Recast the lines below as a Markdown table with the columns Row and Line, numbering each row and omitting any blank lines.

start

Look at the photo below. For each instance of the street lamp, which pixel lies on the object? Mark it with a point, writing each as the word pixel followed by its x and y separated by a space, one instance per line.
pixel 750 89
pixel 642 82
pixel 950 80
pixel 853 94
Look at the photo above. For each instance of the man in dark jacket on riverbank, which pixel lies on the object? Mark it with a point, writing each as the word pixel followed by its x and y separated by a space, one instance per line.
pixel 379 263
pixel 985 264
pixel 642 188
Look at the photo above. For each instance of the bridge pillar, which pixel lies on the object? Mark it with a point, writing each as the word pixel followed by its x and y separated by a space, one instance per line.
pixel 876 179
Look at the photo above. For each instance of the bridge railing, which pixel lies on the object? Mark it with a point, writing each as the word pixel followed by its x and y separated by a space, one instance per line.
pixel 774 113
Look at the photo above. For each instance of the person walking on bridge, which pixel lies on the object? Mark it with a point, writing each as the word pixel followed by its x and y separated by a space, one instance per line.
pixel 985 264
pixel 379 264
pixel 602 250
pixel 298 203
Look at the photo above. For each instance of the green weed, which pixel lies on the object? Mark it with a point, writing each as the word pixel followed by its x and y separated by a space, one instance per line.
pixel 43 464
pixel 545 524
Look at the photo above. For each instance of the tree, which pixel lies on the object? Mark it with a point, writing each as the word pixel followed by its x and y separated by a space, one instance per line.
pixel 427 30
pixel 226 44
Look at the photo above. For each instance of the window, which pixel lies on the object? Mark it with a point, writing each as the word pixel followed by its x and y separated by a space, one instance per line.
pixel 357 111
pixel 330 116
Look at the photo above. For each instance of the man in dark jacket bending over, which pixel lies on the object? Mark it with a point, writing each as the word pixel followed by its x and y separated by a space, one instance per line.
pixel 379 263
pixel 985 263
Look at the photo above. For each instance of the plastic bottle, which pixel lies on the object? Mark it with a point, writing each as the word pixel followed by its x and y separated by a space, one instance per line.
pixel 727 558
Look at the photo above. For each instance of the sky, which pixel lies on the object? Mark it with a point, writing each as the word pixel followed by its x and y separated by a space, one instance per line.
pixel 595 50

end

ANSWER TO THE TASK:
| Row | Line |
|---|---|
| 1 | Look at the photo below. For each instance of the street lamp, which pixel lies on the object? Mark it with a point, writing each as the word pixel followed by its x and y separated by a space, one instance per line. |
| 2 | pixel 750 89 |
| 3 | pixel 642 82 |
| 4 | pixel 950 80 |
| 5 | pixel 853 94 |
| 6 | Look at the photo above. For each instance of the man in dark jacket on riverbank, which pixel lies on the object? Mark it with a point, writing each as the word pixel followed by its x and y separated by a space, one instance per line. |
| 7 | pixel 379 263 |
| 8 | pixel 985 264 |
| 9 | pixel 642 188 |
| 10 | Look at the photo above. For each instance of the bridge pillar, which pixel lies on the object? Mark it with a point, writing each as the word pixel followed by its x and y separated by a space, one instance per line. |
| 11 | pixel 876 179 |
| 12 | Look at the photo above. For each instance of the bridge railing, which pixel lies on the object? Mark it with a point, writing each as the word pixel followed by its x and y separated by a space, one instance per line. |
| 13 | pixel 774 113 |
| 14 | Look at the photo above. For each instance of the person walking on bridge, which pixel lies on the object? Mark it with a point, writing each as the word pixel followed by its x and y separated by a space, one instance per line. |
| 15 | pixel 985 264 |
| 16 | pixel 379 264 |
| 17 | pixel 602 250 |
| 18 | pixel 298 203 |
| 19 | Look at the photo above. For each instance of the green weed, which pixel lies on the object? Mark it with a point, writing each as the word pixel followed by its x and y separated by a space, one instance per line. |
| 20 | pixel 43 464 |
| 21 | pixel 545 524 |
| 22 | Look at the photo above. For each instance of the tree, which pixel lies on the object? Mark it with a point, writing each as the word pixel followed by its x and y separated by a space, one instance per line. |
| 23 | pixel 427 30 |
| 24 | pixel 226 44 |
| 25 | Look at the photo above. For each instance of the window, which pixel lies on the object? Mark it with a point, writing each as the word pixel followed by its x and y separated by a space, one instance per line. |
| 26 | pixel 357 111 |
| 27 | pixel 330 116 |
| 28 | Look at the photo above. For each instance of the man in dark jacket bending over, which pixel lies on the object? Mark it with a point, writing each as the word pixel followed by its x and y separated by a space, one instance per line. |
| 29 | pixel 379 263 |
| 30 | pixel 985 263 |
| 31 | Look at the photo above. For each instance of the plastic bottle, which pixel lies on the object? Mark it with a point, writing each as the word pixel followed by its x and y separated by a space, one instance per line. |
| 32 | pixel 727 558 |
| 33 | Look at the photo above. For each instance of the sky, which pixel lies on the object? Mark it with a point, writing each as the word pixel followed by its x and y separated by a space, one instance per line. |
| 34 | pixel 595 50 |